Exercise directions:
What the task needs is the data below, written out verbatim.

Dataset entries:

-- Opening Marker --

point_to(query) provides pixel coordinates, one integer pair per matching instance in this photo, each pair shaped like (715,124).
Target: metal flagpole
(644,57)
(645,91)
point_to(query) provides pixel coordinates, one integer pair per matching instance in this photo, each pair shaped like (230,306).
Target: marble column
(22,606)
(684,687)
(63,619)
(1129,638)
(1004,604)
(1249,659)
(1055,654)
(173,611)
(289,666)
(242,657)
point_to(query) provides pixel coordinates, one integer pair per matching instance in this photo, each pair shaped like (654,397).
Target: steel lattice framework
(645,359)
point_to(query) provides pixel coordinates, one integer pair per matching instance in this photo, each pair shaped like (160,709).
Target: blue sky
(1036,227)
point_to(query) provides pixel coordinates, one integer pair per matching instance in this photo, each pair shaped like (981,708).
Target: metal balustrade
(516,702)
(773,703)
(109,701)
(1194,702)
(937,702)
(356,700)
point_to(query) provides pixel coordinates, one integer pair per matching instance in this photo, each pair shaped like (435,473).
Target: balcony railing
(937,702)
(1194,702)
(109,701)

-- Closing Marker --

Reply:
point_to(query) provides pixel coordinates, one integer pair per matching instance in this photo, each pair shaped like (715,124).
Target: metal flagpole
(644,57)
(645,91)
point_to(query) provides pixel coordinates, one integer pair per matching instance in this photo, each pair shaped like (230,306).
Target: marble column
(22,606)
(684,687)
(63,619)
(1129,638)
(1004,604)
(1249,659)
(1055,654)
(173,611)
(289,666)
(242,657)
point_to(query) provides pixel coordinates, one integer pair per matching instance in this photo, each pair shaped like (654,397).
Target: steel lattice framework
(645,359)
point_to(query) provides pixel coordinates, one integer pair per matching instance in this photo, each pair shaped like (160,709).
Target: blue sky
(1036,227)
point_to(query) provides pixel coordinates, one integer pair per matching instance in this photo, each pair shaped like (981,708).
Target: metal balustrade
(516,702)
(773,703)
(109,701)
(1194,702)
(937,702)
(356,700)
point_to(query) provides pixel coordinates, one integer pair per matching instance in this photo, each pair shaped like (435,473).
Target: balcony railing
(937,702)
(1194,702)
(109,701)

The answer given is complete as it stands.